§ What you will do:
Write out each of the entries below word for word, keeping every line unchanged.

((

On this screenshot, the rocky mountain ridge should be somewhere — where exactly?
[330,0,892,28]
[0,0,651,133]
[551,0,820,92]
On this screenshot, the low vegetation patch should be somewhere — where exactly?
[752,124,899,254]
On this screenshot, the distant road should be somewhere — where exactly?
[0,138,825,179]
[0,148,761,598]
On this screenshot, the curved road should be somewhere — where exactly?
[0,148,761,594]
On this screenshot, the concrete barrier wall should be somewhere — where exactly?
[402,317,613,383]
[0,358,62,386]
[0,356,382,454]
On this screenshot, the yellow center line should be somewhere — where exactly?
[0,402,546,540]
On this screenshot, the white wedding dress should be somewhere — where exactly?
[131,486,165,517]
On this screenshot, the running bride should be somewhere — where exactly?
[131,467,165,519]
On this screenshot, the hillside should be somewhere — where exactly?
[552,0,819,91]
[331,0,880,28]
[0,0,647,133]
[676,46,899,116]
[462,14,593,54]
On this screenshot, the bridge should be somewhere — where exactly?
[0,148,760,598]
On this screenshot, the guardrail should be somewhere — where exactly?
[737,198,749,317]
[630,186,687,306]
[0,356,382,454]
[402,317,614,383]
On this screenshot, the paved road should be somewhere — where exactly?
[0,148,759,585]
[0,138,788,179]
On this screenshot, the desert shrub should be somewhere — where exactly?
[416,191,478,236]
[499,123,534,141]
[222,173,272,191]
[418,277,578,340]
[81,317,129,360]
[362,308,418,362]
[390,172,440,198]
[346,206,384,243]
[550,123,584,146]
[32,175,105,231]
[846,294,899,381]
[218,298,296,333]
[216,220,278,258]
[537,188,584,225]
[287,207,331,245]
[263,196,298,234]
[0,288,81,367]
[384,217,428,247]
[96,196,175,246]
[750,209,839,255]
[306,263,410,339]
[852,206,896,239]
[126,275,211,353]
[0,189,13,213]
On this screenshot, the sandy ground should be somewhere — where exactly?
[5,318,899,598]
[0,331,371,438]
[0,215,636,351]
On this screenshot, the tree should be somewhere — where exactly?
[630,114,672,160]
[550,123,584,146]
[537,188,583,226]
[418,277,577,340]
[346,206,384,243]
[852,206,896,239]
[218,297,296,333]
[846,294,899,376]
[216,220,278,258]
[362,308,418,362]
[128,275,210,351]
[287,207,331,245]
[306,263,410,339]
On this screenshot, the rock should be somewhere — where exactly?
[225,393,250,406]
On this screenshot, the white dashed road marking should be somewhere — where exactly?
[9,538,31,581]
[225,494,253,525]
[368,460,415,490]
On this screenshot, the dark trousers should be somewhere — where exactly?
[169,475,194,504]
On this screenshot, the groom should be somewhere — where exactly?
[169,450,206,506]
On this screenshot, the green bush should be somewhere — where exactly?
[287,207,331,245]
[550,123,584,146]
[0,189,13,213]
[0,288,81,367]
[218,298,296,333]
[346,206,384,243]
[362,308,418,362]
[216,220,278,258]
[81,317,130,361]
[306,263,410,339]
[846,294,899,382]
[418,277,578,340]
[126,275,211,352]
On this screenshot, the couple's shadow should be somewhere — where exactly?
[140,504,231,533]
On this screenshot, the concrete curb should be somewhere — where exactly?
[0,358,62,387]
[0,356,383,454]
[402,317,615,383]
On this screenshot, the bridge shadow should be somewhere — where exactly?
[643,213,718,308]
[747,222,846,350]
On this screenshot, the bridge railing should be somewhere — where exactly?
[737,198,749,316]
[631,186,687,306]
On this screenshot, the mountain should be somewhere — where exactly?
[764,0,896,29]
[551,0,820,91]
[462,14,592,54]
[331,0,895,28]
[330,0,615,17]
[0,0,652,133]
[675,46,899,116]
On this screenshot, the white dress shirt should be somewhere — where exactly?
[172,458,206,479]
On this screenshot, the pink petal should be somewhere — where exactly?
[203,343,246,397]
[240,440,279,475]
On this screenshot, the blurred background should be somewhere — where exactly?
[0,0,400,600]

))

§ Solution:
On this screenshot, the rocky mountain ridge should be somewhere — where exactly?
[330,0,892,28]
[0,0,651,133]
[551,0,820,92]
On this screenshot, the low vegetation patch should be somewhere — where exactly?
[752,124,899,254]
On this screenshot, the distant road should be somewhere — where exactly?
[0,138,825,179]
[0,148,761,598]
On this screenshot, the curved road should be somewhere — where exactly?
[0,148,761,594]
On this screenshot, the concrete barrier wall should be somewhere — where exactly?
[402,317,613,383]
[0,358,62,386]
[0,356,382,454]
On this screenshot, the yellow center line should be somewhere — where exactly?
[0,402,546,540]
On this screenshot, the white wedding dress should be somewhere — where exactly?
[131,486,165,517]
On this screenshot, the running bride should be somewhere — where exactly?
[131,467,165,519]
On this screenshot, the hillside should be somewhere — where exactly?
[552,0,819,91]
[331,0,880,28]
[0,0,647,133]
[676,46,899,116]
[462,14,593,54]
On this screenshot, the bridge should be somewhere — where exactly?
[0,148,760,598]
On this screenshot, the guardrail should be somewhere — where exactly?
[737,198,749,317]
[630,186,687,306]
[0,356,382,454]
[402,317,614,383]
On this screenshot, the paved road should be somewhere — where exactly?
[0,148,759,585]
[0,138,788,179]
On this screenshot, the desert shrub should be somewhere — where exactly?
[416,191,478,236]
[499,123,534,141]
[222,173,272,191]
[418,277,578,340]
[81,317,129,360]
[362,308,418,362]
[390,172,440,198]
[346,206,384,243]
[550,123,584,146]
[32,175,105,231]
[846,294,899,381]
[218,298,296,333]
[216,220,278,258]
[537,188,584,225]
[287,207,331,245]
[263,196,298,234]
[0,288,81,367]
[384,217,428,247]
[96,196,175,246]
[750,209,839,255]
[306,263,410,339]
[852,206,896,239]
[126,275,211,353]
[0,189,13,213]
On this screenshot, the sandy ground should be somewhere — where exactly?
[5,318,899,598]
[0,331,371,438]
[0,215,636,351]
On this screenshot, the tree should be somewhere — where exactly?
[630,114,672,160]
[550,123,584,146]
[537,188,583,226]
[418,277,577,340]
[346,206,384,243]
[852,206,896,239]
[218,297,296,333]
[846,294,899,376]
[216,220,278,258]
[362,308,418,362]
[128,275,210,351]
[287,207,331,245]
[306,263,410,339]
On this screenshot, the rock should be somewhere — where exactly?
[225,393,250,406]
On this screenshot, the white dashed road marking should be somewhere — where exactly?
[9,538,31,581]
[225,494,253,525]
[368,460,415,490]
On this screenshot, the dark trousers should be somewhere — where exactly?
[169,475,194,504]
On this screenshot, the groom should be somewhere — where exactly?
[169,450,206,506]
On this screenshot, the green bush should be somewhere — where exactly?
[287,207,331,245]
[550,123,584,146]
[0,189,13,213]
[0,288,81,367]
[218,298,296,333]
[346,206,384,243]
[362,308,418,362]
[216,220,278,258]
[81,317,130,361]
[306,263,410,339]
[846,294,899,382]
[418,277,578,340]
[126,275,211,352]
On this screenshot, the couple's shadow should be somewhere — where exactly?
[140,504,231,533]
On this screenshot, the concrete curb should be somewhere — where exactly?
[0,358,62,387]
[0,356,383,454]
[402,317,615,383]
On this screenshot, the bridge shadow should be somewhere — where exactly?
[643,213,718,308]
[747,222,846,350]
On this screenshot, the bridge railing should be somewhere — where exactly?
[737,198,749,316]
[631,186,687,306]
On this screenshot, the mountain should be somewhere — where exactly?
[764,0,896,29]
[551,0,820,91]
[462,14,592,54]
[331,0,895,28]
[330,0,615,17]
[0,0,652,133]
[675,46,899,116]
On this screenshot, the white dress shirt should be somewhere — where exactly?
[172,458,206,479]
On this screenshot, the pink petal should be somewhere — where exactly?
[203,343,246,397]
[240,440,279,475]
On this screenshot, the blurred background should be somewhere — where exactly?
[0,0,400,600]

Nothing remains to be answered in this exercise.